_GOAL_
From the material below, keep only the lines that contain the word "standing", and copy each of them out in full.

_RECORDS FOR THE EXERCISE_

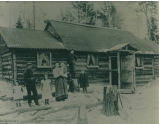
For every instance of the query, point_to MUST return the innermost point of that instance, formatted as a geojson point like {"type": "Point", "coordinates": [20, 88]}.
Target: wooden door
{"type": "Point", "coordinates": [127, 71]}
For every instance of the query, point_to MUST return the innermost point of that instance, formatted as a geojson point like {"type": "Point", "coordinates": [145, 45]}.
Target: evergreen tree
{"type": "Point", "coordinates": [110, 16]}
{"type": "Point", "coordinates": [19, 23]}
{"type": "Point", "coordinates": [84, 13]}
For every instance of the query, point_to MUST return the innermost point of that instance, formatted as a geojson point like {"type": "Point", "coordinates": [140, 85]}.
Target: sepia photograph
{"type": "Point", "coordinates": [79, 62]}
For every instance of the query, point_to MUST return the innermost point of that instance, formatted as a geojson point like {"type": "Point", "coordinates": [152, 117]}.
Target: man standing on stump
{"type": "Point", "coordinates": [71, 60]}
{"type": "Point", "coordinates": [30, 85]}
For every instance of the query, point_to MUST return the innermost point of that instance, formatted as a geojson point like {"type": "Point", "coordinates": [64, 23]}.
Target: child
{"type": "Point", "coordinates": [46, 89]}
{"type": "Point", "coordinates": [18, 95]}
{"type": "Point", "coordinates": [83, 81]}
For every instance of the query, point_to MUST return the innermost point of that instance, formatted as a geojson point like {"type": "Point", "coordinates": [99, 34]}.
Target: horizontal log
{"type": "Point", "coordinates": [22, 110]}
{"type": "Point", "coordinates": [156, 63]}
{"type": "Point", "coordinates": [54, 110]}
{"type": "Point", "coordinates": [7, 63]}
{"type": "Point", "coordinates": [7, 54]}
{"type": "Point", "coordinates": [25, 97]}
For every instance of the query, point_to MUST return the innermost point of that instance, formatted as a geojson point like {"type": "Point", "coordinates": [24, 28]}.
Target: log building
{"type": "Point", "coordinates": [107, 55]}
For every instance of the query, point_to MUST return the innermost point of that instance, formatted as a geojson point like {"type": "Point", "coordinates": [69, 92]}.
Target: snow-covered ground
{"type": "Point", "coordinates": [141, 107]}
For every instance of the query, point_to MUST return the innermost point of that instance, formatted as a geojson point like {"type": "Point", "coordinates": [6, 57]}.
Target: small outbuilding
{"type": "Point", "coordinates": [109, 56]}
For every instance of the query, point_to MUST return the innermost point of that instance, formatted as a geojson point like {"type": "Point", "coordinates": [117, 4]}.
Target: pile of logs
{"type": "Point", "coordinates": [110, 100]}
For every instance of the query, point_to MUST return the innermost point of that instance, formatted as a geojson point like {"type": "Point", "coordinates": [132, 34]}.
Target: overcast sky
{"type": "Point", "coordinates": [53, 9]}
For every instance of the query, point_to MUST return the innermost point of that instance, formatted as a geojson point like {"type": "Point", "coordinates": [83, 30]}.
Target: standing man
{"type": "Point", "coordinates": [30, 84]}
{"type": "Point", "coordinates": [71, 60]}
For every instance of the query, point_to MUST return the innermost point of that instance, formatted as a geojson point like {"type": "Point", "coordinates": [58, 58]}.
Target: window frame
{"type": "Point", "coordinates": [96, 60]}
{"type": "Point", "coordinates": [50, 60]}
{"type": "Point", "coordinates": [141, 62]}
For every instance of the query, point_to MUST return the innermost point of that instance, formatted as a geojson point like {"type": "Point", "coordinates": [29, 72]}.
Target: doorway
{"type": "Point", "coordinates": [114, 71]}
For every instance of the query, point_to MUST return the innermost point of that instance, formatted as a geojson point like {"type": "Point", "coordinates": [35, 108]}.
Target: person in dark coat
{"type": "Point", "coordinates": [71, 60]}
{"type": "Point", "coordinates": [83, 81]}
{"type": "Point", "coordinates": [30, 85]}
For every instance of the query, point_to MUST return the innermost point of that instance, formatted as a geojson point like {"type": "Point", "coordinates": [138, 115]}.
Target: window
{"type": "Point", "coordinates": [92, 61]}
{"type": "Point", "coordinates": [139, 61]}
{"type": "Point", "coordinates": [44, 60]}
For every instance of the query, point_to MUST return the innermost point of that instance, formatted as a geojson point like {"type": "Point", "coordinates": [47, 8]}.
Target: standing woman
{"type": "Point", "coordinates": [60, 75]}
{"type": "Point", "coordinates": [46, 89]}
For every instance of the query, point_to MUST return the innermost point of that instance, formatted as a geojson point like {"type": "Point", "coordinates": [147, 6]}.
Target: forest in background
{"type": "Point", "coordinates": [31, 15]}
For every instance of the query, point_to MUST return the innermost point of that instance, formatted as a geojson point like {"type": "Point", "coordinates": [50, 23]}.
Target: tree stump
{"type": "Point", "coordinates": [73, 85]}
{"type": "Point", "coordinates": [110, 100]}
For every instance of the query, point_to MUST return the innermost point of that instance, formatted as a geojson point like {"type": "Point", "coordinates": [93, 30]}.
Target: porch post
{"type": "Point", "coordinates": [134, 73]}
{"type": "Point", "coordinates": [118, 64]}
{"type": "Point", "coordinates": [110, 73]}
{"type": "Point", "coordinates": [14, 66]}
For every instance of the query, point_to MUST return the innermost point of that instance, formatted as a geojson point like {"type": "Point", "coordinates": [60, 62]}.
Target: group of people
{"type": "Point", "coordinates": [61, 82]}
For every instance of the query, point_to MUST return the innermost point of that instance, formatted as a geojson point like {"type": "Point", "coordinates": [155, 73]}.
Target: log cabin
{"type": "Point", "coordinates": [108, 56]}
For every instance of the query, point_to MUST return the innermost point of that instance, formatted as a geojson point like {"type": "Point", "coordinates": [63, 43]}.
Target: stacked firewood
{"type": "Point", "coordinates": [110, 100]}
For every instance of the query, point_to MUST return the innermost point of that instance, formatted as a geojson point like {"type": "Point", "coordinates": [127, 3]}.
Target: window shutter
{"type": "Point", "coordinates": [88, 58]}
{"type": "Point", "coordinates": [96, 60]}
{"type": "Point", "coordinates": [93, 59]}
{"type": "Point", "coordinates": [138, 61]}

_RIGHT ANSWER_
Target: man standing on stump
Target: standing man
Target: standing woman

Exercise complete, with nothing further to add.